***** Kutipan Sumber

Tugas Hukum Acara Tata Usaha Negara
Nama : THANIA PUTRI MARNI
Nim : 11010115120024
Kelas : HATUN LANJUT (A)
Kasus TUN :
7
Januari 2013, Bupati Pesawaran
mengeluarkan SK No: 821.22/06/IV/03/2013 yang isinya pemberhentian sementara
Sekkab Pesawaran atas nama Kesuma Dewangsa. SK ini di keluarkan secara sepihak
oleh Bupati Pesawaran tanpa berkomunikasi terlebih dahulu dengan Gubernur Lampung.
Sedangkan sesuai dengan ketentuan Pasal 122 ayat (3) UU No. 32 Tahun 2004
tentang pemerintah daerah “Sekretaris daerah sebagaimana dimaksud pada ayat (1)

**********
***** Cuplikan Data

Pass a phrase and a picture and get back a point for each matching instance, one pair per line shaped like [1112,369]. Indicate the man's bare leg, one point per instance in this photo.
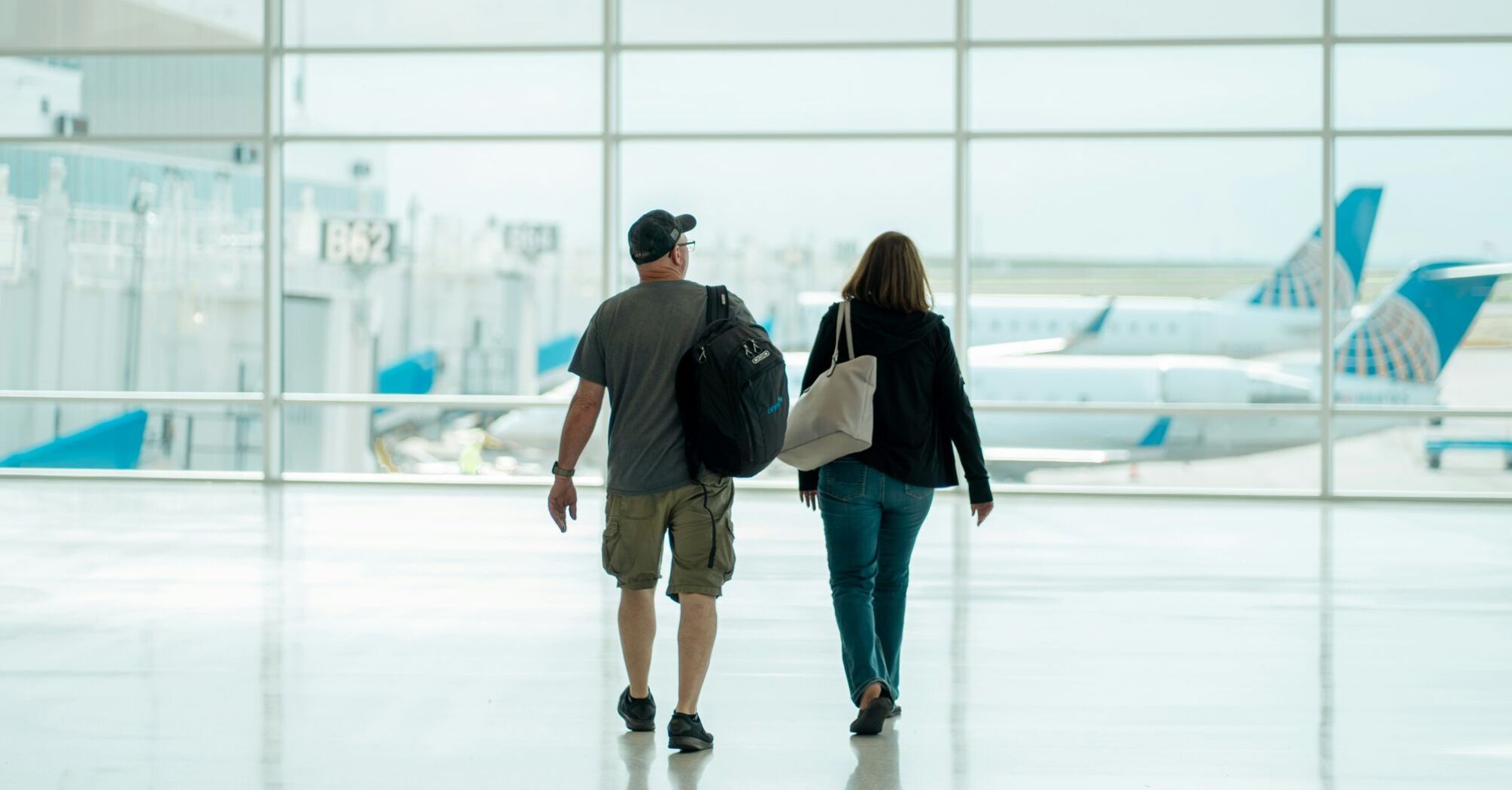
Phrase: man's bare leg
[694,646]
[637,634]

**********

__Soal Latihan__.
A. Ringkas teks kasus TUN di atas dalam dua kalimat.
B. Salin persis bagian teks kasus TUN di atas yang dibuka dengan kata-kata "Tugas Hukum Acara" dan ditutup dengan "dengan Gubernur Lampung.".
C. Lanjutkan teks kasus TUN di atas, dimulai setelah kalimat terakhir yang tertulis.

__Jawaban Latihan__.
A. Pada 7 Januari 2013, Bupati Pesawaran mengeluarkan SK No: 821.22/06/IV/03/2013 tentang pemberhentian sementara Sekkab Pesawaran atas nama Kesuma Dewangsa. SK tersebut dikeluarkan secara sepihak tanpa berkomunikasi terlebih dahulu dengan Gubernur Lampung.

B.
Tugas Hukum Acara Tata Usaha Negara
Nama : THANIA PUTRI MARNI
Nim : 11010115120024
Kelas : HATUN LANJUT (A)
Kasus TUN :
7
Januari 2013, Bupati Pesawaran
mengeluarkan SK No: 821.22/06/IV/03/2013 yang isinya pemberhentian sementara
Sekkab Pesawaran atas nama Kesuma Dewangsa. SK ini di keluarkan secara sepihak
oleh Bupati Pesawaran tanpa berkomunikasi terlebih dahulu dengan Gubernur Lampung.

C.
untuk Kabupaten/Kota diangkat dan diberhentikan oleh Gubernur atas usul
Bupati/Wali Kota sesuai dengan peraturan yang berlaku. Dari ketentuan tersebut
jelas bahwa SK Bupati Pesawaran cacat yuridis (cacat wewenang). Berpedoman dari
pasal tersebut di atas akhirnya Kesuma Dewangsa yang merasa di rugikan dari di
keluarkannya SK oleh Bupati berinisiatif mengajukan Gugatan ke Pengadilan Tata
Usaha Negara. Setelah di ajukannya gugatan dan melalui proses pemeriksaan
admnistrasi di sidangkanlah perkara tersebut.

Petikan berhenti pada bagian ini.